→ **EXERCISE REQUIREMENTS**:
Continue the text on how therapy session data is used in deep learning research, picking up after its final sentence.

→ **EXTRACTED TEXT**:
++++++++++++++++++++

They might do, very occasionally for deep learning research, but never in connection with your name, location or other clinical details.
To teach the computer algorithms to find patterns we need to give them examples – for the research mentioned in the question above, we had to indicate which type of utterance was a greeting, setting an agenda, setting homework, being empathetic etc to see how the content affected outcomes, to ensure we used the right ingredients in sessions to achieve the best possible recovery rates.
This teaching requires a research scientist to access a limited number of randomly selected therapy sessions, extracted from the database in isolation, without the patient and therapist full names, and detached from the patient health record, or any other personal data information fields, so that they can categorise the content manually.

++++++++++++++++++++

→ **PROVIDED INFORMATION**:
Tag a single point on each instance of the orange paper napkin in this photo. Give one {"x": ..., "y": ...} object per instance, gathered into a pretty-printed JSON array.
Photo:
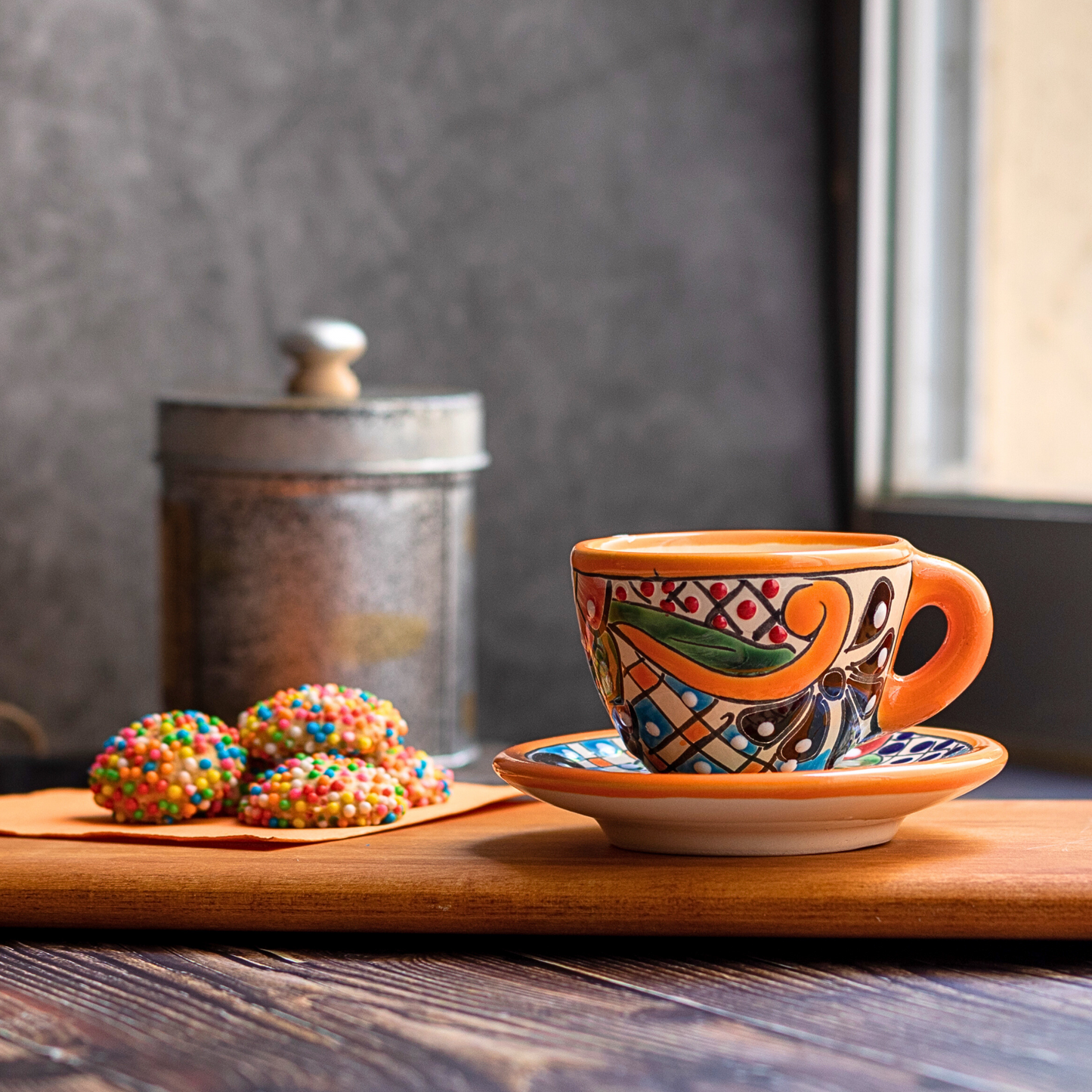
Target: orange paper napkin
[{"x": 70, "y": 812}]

++++++++++++++++++++

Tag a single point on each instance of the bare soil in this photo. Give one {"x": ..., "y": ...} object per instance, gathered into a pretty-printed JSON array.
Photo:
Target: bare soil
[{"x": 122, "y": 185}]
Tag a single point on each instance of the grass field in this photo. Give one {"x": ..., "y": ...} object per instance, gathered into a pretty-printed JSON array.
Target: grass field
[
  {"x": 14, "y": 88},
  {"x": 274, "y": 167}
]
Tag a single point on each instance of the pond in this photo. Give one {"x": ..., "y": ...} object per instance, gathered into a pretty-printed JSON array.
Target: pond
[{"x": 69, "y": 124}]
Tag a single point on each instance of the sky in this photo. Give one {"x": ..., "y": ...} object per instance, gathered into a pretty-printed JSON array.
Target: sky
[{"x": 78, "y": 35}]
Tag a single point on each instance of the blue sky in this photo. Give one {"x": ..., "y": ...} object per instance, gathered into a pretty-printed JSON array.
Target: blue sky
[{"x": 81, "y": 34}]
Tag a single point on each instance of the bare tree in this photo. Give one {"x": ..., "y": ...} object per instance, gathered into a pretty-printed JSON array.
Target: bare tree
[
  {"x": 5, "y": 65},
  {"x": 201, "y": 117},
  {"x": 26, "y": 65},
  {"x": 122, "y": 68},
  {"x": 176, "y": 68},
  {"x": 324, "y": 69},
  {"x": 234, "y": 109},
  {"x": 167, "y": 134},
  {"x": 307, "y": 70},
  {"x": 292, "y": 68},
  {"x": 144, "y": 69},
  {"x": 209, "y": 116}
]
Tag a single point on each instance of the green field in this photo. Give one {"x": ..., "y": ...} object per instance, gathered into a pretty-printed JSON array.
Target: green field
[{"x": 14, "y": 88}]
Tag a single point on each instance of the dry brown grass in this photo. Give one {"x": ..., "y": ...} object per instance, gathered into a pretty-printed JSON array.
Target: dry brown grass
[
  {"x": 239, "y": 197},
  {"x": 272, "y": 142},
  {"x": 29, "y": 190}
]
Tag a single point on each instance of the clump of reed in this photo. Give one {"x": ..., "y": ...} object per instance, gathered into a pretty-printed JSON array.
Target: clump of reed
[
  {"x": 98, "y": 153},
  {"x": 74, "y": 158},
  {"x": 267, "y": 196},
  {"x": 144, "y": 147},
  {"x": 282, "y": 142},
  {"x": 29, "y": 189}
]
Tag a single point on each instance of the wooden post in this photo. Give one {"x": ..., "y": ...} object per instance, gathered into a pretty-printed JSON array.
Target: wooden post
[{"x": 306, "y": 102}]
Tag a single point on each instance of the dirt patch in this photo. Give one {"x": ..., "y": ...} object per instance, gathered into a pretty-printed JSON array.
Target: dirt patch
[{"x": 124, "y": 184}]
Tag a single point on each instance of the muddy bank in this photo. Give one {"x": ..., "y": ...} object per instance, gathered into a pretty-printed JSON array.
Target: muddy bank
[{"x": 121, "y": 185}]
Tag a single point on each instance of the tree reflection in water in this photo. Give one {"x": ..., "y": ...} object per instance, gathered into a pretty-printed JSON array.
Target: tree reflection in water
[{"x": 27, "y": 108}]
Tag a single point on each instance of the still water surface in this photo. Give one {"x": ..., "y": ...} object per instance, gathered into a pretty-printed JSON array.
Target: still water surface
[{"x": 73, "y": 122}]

++++++++++++++++++++

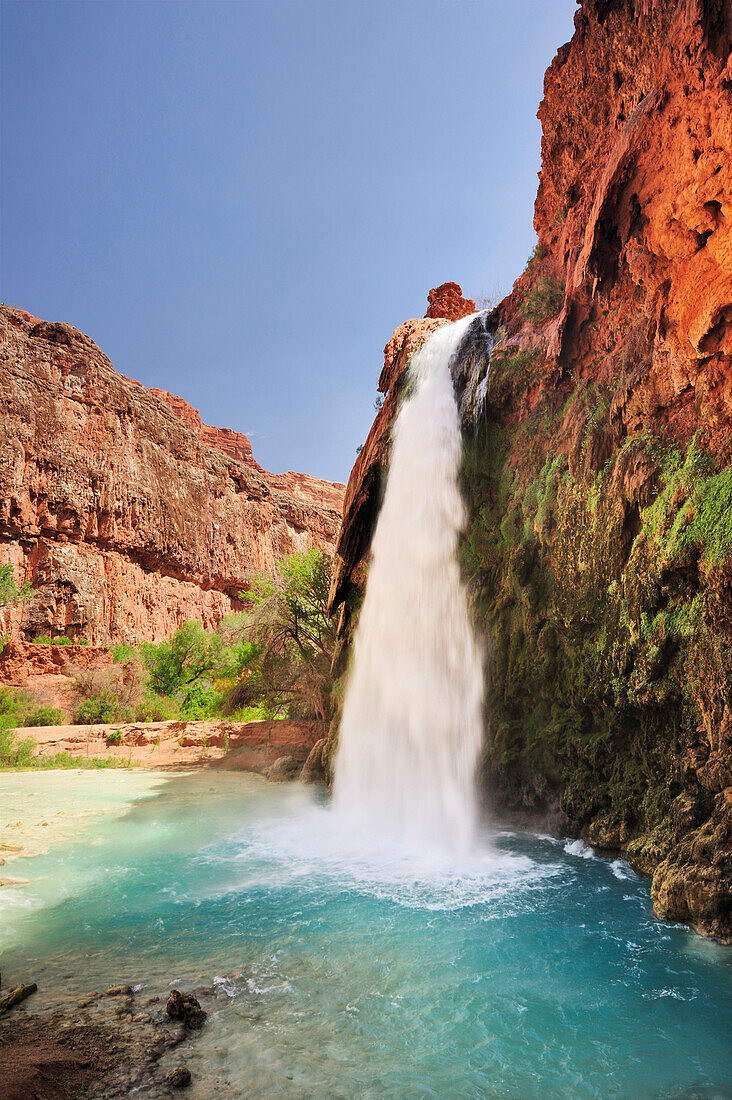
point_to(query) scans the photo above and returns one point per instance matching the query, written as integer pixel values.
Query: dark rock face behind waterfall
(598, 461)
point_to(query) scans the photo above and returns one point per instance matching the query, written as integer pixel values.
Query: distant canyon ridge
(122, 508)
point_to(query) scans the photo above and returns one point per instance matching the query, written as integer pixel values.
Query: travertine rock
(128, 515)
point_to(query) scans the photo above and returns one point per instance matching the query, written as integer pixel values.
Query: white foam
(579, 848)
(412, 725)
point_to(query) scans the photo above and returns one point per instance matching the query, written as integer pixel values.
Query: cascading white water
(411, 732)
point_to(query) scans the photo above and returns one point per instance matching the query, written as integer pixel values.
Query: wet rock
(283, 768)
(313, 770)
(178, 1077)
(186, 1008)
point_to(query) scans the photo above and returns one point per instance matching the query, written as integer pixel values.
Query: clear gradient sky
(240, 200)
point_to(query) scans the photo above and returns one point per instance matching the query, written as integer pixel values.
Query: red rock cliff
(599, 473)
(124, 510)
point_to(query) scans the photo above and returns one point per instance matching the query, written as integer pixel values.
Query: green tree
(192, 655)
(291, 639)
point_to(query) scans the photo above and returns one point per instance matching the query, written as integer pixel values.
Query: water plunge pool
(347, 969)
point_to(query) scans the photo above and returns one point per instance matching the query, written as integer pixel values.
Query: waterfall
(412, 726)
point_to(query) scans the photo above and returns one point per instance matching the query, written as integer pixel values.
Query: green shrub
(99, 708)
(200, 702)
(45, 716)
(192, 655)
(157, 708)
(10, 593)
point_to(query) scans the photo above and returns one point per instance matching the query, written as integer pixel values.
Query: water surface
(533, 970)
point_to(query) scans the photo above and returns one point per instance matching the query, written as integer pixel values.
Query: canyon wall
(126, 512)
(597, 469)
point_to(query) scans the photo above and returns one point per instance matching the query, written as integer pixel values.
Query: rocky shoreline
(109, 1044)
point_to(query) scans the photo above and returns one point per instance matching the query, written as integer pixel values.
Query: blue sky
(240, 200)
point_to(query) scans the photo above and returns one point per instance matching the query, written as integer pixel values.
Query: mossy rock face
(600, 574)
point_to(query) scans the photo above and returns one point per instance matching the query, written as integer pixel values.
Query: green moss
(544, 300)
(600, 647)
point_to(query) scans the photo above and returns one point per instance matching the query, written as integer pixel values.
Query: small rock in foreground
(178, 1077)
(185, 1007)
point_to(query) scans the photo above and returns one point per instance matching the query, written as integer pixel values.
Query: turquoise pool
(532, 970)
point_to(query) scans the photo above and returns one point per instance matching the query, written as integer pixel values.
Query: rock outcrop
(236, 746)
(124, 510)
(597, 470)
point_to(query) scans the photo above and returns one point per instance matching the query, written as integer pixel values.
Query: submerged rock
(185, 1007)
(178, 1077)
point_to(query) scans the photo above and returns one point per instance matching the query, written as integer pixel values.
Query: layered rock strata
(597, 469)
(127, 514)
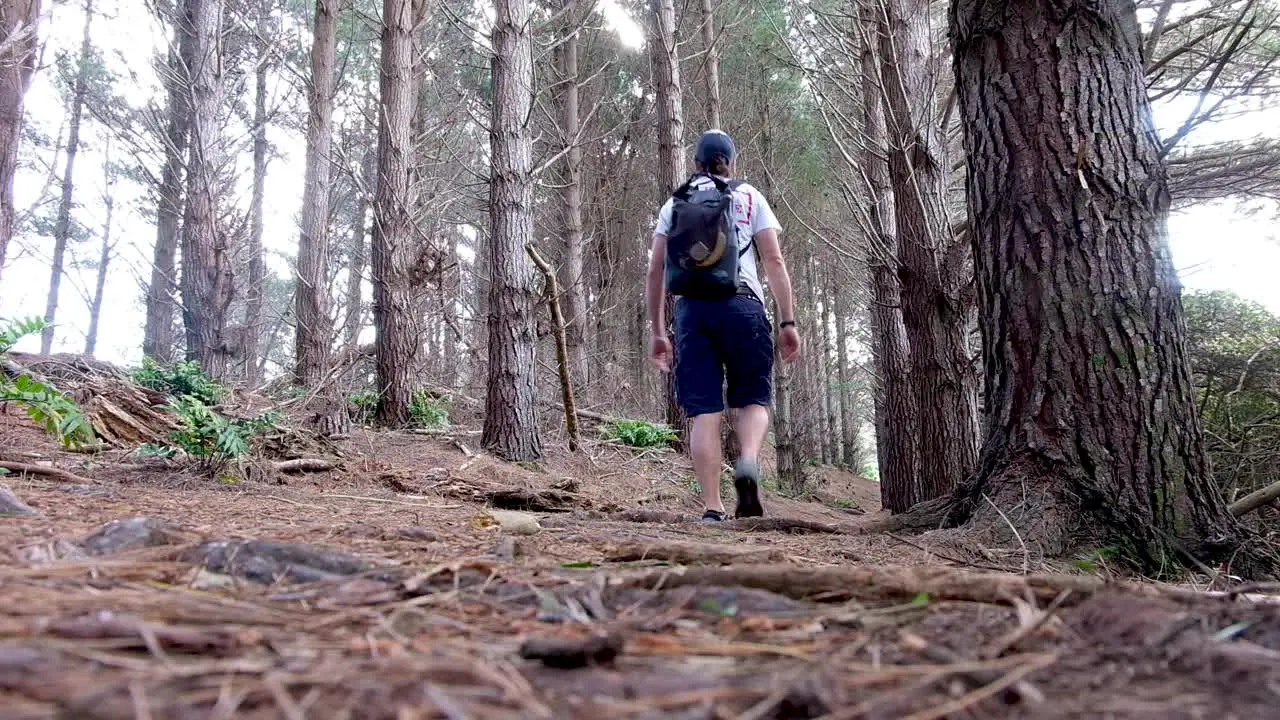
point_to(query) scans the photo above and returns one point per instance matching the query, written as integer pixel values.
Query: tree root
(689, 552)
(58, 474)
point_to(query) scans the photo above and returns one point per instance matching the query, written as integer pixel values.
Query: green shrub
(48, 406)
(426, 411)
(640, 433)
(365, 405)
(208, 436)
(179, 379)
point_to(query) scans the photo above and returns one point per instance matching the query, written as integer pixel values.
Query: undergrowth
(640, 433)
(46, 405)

++++++++++++++++++++

→ **EXERCISE OUTPUT**:
To teach the models, researchers accessed 0.15% of randomly selected sessions (i.e. about 3 in every 2000). Any future research involving deep learning will likely require a similar process. (Much of our research, however, is actually done on anonymised or deidentified sub sets of the NHS IAPT Minimum Data Set, very little involves researchers accessing conversations between patients and therapists)
Some research may also require deep learning techniques to be applied to the therapist notes (summary) of a session. In this case a researcher will need to tag randomly selected therapist notes, disconnected from the rest of your medical file, in the same way and approximate quantities as described above for tagging the word for word record of your therapy session.